Start of Data in this exercise

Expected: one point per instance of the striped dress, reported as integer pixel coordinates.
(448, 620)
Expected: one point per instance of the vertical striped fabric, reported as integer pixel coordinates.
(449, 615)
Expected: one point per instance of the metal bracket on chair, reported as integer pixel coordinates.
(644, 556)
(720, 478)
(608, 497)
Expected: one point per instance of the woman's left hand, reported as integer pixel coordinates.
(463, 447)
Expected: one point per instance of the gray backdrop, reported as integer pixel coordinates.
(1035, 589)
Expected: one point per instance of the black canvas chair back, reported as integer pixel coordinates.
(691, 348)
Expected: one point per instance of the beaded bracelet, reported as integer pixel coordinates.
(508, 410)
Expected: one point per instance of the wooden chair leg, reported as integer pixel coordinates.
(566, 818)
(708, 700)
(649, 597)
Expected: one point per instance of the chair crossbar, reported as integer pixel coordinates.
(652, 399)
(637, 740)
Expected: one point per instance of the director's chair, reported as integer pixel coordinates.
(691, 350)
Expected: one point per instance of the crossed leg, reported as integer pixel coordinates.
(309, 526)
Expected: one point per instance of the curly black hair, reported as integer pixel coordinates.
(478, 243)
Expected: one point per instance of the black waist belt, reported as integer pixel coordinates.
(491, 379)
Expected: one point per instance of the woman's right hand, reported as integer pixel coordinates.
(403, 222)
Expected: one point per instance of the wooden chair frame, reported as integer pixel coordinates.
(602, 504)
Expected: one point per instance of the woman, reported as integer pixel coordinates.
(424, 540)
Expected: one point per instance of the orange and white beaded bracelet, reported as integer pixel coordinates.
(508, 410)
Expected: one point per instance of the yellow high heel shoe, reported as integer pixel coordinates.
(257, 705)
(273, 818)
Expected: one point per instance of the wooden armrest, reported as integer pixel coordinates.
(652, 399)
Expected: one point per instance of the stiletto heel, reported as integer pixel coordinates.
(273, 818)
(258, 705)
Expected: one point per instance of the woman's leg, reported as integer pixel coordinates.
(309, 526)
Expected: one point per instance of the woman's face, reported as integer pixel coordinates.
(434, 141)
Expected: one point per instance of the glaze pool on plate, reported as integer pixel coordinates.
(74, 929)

End of Data in this exercise

**Aim of the exercise:** Please write out all of the records above word for word, keeping every line as it appears.

**Written answer:**
Expected: one point per instance of the striped dress, reported as integer pixel coordinates.
(448, 620)
Expected: one point per instance of the vertical striped fabric, reported as integer pixel coordinates.
(449, 615)
Expected: one point per instance of the metal bracket on chair, reported as integer pixel coordinates.
(644, 556)
(720, 478)
(608, 497)
Expected: one point per instance of the woman's left hand, reported as integer pixel coordinates.
(463, 447)
Expected: one point per instance of the gray backdrop, reported as integer pixel coordinates.
(1035, 589)
Expected: one point per instance of the black canvas chair back, reported as integer pixel coordinates.
(691, 348)
Expected: one point per instance of the beaded bracelet, reported as integer pixel coordinates.
(508, 410)
Expected: one point per instance of the wooden chair leg, reported as integer pixel coordinates.
(566, 818)
(708, 700)
(649, 597)
Expected: one point per instance of the chair crossbar, reported as integer pixel coordinates.
(652, 399)
(637, 740)
Expected: one point per instance of the director's chair, reported as integer pixel coordinates.
(691, 350)
Expected: one point per instance of the crossed leg, reported as integer pixel coordinates.
(309, 526)
Expected: one point per instance of the curly black hair, reported as integer pixel coordinates.
(478, 243)
Expected: one point per instance of the black waist belt, reported as integer pixel coordinates.
(491, 379)
Expected: one point per instance of the woman's right hand, reported as integer pixel coordinates.
(403, 222)
Expected: one point per instance of the wooden chair frame, reported as integer pixel coordinates.
(602, 504)
Expected: one point per instance of the woman, reported as integer pixel coordinates.
(424, 540)
Expected: one point per instance of the orange and white beaded bracelet, reported as integer pixel coordinates.
(508, 410)
Expected: one point per instance of the yellow high heel shoe, reported as integer pixel coordinates.
(257, 705)
(273, 818)
Expected: one point per instance of the wooden armrest, reported as integer pixel coordinates.
(652, 399)
Expected: one point per instance of the stiletto heel, reported as integer pixel coordinates.
(273, 818)
(258, 705)
Expected: one point per instance of the woman's leg, reported as integer pixel coordinates.
(309, 526)
Expected: one point per instance of the woman's face, reported as integer pixel coordinates.
(434, 141)
Expected: one point per instance of the glaze pool on plate, reported as integer pixel coordinates.
(74, 929)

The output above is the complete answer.